Required actions.
1. In the biography of George Kendall Sharp, rewrite the passage from "Sharp was born" up to and including "Pierce in 1979.", replacing "Vero Beach" with "Sebastian".
2. Continue the biography of George Kendall Sharp, starting right after its final sentence.

Text shown.
--
George Kendall Sharp (December 30, 1934 – March 24, 2022) was a senior United States district judge of the United States District Court for the Middle District of Florida.

Education and career

Sharp was born on December 30, 1934, in Chicago, Illinois. He received a Bachelor of Arts degree from Yale University in 1957. He received a Juris Doctor from the University of Virginia School of Law in 1963. He was a United States Naval Reserve Captain from 1957 to 1988. He was on active duty from 1957 to 1960. He was in private practice of law in Vero Beach, Florida, from 1963 to 1978. He was a public defender for the 19th Judicial Circuit from 1964 to 1968. He was a school board attorney of Indian River County from 1968 to 1978. He was a judge of the 19th Circuit Court in Vero Beach from 1978 to 1983. He was a member of the faculty of Indian River Community College (now Indian River State College) in Fort Pierce in 1979.
--
Records.
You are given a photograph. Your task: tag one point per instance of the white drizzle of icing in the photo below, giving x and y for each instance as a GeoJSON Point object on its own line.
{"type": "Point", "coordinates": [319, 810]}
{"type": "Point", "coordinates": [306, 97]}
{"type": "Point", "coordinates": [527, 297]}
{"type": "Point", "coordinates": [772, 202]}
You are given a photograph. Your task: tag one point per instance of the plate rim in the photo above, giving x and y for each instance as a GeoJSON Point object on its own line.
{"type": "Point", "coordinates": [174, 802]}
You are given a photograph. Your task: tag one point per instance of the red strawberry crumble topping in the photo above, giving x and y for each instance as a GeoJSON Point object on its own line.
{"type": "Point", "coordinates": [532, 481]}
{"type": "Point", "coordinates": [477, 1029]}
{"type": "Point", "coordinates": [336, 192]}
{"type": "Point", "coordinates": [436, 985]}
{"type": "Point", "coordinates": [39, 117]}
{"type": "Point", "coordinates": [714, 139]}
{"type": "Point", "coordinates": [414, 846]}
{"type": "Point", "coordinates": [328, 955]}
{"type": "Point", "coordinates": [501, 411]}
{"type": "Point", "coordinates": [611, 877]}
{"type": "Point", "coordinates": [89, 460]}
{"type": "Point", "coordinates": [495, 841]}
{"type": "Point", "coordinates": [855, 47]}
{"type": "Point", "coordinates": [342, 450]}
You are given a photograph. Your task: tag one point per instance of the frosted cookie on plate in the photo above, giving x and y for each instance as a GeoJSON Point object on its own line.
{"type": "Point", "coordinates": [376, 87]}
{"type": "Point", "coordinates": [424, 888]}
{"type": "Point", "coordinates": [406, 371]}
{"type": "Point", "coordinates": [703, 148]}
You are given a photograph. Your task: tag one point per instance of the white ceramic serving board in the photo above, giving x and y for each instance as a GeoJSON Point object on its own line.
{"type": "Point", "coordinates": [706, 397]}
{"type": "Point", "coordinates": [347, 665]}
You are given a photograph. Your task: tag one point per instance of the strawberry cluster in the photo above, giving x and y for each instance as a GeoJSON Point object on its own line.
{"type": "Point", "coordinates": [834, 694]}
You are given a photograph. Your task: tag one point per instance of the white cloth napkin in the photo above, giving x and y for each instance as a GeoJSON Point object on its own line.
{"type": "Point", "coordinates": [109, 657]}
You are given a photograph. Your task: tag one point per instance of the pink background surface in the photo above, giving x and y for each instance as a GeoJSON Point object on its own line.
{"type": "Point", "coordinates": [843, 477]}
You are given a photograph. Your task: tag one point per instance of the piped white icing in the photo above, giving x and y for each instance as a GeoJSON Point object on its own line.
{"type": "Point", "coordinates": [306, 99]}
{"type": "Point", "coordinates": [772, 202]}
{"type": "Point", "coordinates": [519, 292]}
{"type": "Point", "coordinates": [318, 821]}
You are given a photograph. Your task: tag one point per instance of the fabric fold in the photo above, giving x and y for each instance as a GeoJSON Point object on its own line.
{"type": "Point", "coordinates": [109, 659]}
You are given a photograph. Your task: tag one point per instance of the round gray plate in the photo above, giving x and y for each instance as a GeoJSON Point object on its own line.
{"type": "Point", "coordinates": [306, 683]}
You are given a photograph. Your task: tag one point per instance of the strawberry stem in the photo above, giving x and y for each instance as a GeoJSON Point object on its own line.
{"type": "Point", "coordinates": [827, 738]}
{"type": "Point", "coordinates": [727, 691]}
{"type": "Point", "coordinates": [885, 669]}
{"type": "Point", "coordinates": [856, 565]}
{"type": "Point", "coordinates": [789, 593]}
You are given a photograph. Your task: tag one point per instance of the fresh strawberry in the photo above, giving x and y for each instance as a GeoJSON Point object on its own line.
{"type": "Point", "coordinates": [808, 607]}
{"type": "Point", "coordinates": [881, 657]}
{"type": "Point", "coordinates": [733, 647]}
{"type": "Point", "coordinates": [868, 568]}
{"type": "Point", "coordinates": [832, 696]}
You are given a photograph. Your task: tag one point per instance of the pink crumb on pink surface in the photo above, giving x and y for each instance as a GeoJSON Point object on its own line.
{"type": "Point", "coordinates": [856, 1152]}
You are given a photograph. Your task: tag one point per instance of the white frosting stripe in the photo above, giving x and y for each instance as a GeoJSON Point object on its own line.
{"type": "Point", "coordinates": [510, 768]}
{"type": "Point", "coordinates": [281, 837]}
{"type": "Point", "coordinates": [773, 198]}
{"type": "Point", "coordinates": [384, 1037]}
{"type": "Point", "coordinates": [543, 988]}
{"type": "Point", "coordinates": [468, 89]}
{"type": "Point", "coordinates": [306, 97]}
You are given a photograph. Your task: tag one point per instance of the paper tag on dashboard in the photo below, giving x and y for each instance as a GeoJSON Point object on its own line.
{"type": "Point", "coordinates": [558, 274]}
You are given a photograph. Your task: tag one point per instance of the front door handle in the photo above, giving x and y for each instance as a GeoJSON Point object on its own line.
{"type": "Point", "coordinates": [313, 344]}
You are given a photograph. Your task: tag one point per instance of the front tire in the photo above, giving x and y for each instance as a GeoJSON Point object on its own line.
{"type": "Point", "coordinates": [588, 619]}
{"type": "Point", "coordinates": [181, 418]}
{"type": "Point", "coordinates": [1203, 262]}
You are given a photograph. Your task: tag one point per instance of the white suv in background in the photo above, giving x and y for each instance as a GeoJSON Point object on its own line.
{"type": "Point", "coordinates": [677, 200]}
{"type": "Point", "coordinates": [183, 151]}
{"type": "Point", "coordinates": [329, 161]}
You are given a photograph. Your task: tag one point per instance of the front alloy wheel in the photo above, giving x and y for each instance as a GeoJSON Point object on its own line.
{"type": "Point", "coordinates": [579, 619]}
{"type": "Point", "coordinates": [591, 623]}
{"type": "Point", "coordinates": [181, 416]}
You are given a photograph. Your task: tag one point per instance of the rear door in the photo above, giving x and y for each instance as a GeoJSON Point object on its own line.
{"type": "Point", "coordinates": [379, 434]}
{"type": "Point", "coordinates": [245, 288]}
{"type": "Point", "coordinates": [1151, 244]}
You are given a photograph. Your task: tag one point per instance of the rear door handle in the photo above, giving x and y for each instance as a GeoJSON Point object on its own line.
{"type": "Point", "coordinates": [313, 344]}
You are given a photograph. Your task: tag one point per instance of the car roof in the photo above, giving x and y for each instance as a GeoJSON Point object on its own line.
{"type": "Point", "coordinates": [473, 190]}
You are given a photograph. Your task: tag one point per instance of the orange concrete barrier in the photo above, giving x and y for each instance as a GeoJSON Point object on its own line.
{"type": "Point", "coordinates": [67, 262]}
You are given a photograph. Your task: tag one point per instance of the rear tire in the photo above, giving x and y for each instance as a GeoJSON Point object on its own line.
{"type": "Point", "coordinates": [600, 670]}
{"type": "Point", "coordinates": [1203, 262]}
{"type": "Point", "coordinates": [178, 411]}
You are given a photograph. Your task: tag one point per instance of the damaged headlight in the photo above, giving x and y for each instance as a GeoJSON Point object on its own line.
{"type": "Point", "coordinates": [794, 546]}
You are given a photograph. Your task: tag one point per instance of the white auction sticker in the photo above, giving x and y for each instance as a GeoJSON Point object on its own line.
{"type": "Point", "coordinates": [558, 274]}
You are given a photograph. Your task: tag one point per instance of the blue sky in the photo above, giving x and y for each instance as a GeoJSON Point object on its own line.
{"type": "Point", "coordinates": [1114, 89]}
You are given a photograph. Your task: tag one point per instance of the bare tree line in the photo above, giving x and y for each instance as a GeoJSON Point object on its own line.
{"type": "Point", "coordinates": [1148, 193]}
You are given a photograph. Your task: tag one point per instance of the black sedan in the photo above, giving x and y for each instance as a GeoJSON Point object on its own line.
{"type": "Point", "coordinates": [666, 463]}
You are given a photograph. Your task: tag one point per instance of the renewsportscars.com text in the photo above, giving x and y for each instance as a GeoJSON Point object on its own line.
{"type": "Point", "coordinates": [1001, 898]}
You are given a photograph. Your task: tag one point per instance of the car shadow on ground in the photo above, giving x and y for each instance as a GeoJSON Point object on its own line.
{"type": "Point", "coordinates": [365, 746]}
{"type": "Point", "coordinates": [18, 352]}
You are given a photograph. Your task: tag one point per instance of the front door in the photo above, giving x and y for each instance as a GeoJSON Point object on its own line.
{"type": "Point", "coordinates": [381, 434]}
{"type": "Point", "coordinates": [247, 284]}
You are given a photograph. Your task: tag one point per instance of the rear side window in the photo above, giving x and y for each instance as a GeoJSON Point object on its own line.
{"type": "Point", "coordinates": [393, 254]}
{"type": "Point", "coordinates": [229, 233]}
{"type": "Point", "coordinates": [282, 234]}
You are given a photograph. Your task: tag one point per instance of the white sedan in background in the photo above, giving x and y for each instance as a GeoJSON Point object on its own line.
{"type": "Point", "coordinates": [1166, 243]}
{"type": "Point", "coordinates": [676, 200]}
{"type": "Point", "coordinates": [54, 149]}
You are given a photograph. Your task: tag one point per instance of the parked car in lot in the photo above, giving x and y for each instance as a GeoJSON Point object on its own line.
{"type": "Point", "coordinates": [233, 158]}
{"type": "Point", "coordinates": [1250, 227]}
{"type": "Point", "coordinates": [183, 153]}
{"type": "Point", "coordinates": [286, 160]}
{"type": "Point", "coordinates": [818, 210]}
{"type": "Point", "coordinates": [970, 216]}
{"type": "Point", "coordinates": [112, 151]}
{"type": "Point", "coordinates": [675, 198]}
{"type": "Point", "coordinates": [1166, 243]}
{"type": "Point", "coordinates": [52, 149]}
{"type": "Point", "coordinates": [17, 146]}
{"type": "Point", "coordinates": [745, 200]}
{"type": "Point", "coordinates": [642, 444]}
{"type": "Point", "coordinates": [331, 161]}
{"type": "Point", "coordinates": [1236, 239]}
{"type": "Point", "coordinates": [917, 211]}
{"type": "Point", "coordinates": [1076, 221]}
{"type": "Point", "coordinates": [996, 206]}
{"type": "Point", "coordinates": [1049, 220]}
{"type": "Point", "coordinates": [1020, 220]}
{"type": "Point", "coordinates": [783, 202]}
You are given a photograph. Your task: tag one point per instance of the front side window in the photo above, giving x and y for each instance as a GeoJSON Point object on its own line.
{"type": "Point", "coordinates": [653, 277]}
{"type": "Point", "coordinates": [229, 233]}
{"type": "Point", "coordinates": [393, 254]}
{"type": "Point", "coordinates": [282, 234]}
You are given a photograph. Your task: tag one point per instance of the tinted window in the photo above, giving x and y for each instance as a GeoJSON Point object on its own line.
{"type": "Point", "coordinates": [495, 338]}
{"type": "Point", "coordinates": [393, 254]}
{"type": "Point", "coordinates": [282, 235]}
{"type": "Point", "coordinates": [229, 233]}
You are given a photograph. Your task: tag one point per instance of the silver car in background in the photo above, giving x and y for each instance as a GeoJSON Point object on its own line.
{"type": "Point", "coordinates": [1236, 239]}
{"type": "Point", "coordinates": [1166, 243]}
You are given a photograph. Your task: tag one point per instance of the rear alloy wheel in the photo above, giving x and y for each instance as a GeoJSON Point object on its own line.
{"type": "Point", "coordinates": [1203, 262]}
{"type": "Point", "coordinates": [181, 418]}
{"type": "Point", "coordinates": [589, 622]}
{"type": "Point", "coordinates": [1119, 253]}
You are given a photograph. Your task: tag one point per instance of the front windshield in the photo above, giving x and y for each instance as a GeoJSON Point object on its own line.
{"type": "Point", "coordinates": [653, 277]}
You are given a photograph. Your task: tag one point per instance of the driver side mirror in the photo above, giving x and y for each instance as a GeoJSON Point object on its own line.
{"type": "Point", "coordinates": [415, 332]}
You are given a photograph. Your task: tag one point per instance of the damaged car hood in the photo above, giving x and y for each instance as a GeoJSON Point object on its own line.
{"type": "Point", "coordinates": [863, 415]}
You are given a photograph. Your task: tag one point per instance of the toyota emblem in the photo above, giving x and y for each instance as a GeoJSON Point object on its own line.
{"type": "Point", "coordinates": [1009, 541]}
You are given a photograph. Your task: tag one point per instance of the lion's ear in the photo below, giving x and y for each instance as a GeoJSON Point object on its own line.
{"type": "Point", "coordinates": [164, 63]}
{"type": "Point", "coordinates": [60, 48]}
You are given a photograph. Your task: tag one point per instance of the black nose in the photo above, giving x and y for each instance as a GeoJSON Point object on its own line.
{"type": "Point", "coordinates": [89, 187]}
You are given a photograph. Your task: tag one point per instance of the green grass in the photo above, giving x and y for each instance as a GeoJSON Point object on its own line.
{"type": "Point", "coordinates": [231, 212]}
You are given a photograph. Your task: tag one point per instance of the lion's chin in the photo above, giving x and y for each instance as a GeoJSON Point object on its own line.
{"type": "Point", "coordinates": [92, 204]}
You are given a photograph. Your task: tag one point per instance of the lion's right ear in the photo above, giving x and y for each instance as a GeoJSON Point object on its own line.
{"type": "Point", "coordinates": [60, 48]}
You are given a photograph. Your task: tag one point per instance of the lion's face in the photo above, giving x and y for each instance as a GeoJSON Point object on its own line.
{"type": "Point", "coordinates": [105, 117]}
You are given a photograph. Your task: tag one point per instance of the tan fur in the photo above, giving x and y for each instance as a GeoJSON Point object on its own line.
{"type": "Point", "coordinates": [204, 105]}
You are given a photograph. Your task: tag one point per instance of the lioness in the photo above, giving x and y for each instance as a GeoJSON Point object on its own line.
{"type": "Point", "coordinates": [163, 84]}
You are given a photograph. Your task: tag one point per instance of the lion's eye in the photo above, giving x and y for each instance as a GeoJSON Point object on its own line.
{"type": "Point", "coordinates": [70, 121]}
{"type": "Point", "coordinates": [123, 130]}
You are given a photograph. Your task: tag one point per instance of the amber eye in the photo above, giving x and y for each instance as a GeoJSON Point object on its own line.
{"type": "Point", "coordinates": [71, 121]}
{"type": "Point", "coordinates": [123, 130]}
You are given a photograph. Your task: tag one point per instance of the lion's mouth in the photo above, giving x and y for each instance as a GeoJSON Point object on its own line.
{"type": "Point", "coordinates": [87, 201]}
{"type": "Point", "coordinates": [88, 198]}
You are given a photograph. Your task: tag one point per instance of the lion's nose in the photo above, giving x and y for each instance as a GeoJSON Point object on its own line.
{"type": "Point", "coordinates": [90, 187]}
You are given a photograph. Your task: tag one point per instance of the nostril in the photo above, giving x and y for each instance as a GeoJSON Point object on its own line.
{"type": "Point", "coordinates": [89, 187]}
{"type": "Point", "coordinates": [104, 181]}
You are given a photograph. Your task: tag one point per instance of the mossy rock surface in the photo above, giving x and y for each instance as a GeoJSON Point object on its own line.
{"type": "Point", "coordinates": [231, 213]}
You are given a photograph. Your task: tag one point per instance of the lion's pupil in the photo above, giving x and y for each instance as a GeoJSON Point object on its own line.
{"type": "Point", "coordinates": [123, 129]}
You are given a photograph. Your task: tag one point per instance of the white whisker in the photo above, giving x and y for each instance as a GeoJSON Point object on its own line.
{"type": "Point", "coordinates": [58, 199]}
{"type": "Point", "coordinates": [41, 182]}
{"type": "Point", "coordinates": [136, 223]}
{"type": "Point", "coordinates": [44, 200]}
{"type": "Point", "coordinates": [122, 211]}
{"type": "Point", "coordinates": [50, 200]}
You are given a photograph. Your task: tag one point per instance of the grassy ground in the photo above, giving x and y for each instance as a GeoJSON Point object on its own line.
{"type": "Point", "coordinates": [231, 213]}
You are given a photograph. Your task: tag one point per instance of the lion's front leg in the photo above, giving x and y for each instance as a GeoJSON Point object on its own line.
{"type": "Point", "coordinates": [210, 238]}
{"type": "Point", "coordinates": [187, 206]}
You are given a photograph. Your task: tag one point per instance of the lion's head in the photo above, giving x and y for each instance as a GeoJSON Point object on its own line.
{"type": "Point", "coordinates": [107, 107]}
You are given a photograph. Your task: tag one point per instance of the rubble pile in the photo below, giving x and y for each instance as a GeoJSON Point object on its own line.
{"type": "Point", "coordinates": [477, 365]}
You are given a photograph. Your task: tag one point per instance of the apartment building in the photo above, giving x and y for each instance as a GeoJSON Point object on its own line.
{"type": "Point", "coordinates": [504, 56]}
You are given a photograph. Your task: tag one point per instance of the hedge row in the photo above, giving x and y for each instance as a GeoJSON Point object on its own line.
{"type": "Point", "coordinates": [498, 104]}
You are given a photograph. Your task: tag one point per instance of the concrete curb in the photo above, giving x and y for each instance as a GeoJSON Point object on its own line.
--
Expected responses.
1.
Sharp was born on December 30, 1934, in Chicago, Illinois. He received a Bachelor of Arts degree from Yale University in 1957. He received a Juris Doctor from the University of Virginia School of Law in 1963. He was a United States Naval Reserve Captain from 1957 to 1988. He was on active duty from 1957 to 1960. He was in private practice of law in Sebastian, Florida, from 1963 to 1978. He was a public defender for the 19th Judicial Circuit from 1964 to 1968. He was a school board attorney of Indian River County from 1968 to 1978. He was a judge of the 19th Circuit Court in Sebastian from 1978 to 1983. He was a member of the faculty of Indian River Community College (now Indian River State College) in Fort Pierce in 1979.

2.
Federal judicial service

Sharp was nominated by President Ronald Reagan on November 1, 1983, to a seat on the United States District Court for the Middle District of Florida vacated by Judge Ben Krentzman. He was confirmed by the United States Senate on November 15, 1983, and received commission on November 16, 1983. He assumed senior status on January 1, 2000. He served in the Orlando division of the court. He died March 24, 2022.

Notable cases

In 1991, Sharp "rejected charges by the National Highway Traffic Safety Administration that five automobile-window tinting shops in Florida violated federal safety standards by installing window film that blocked too much light." Sharp also presided over the 2008 case of former Backstreet Boys and NSYNC manager Lou Pearlman in connection with a long-running fraudulent investment scheme. Sharp sentenced Pearlman to 25 years in prison.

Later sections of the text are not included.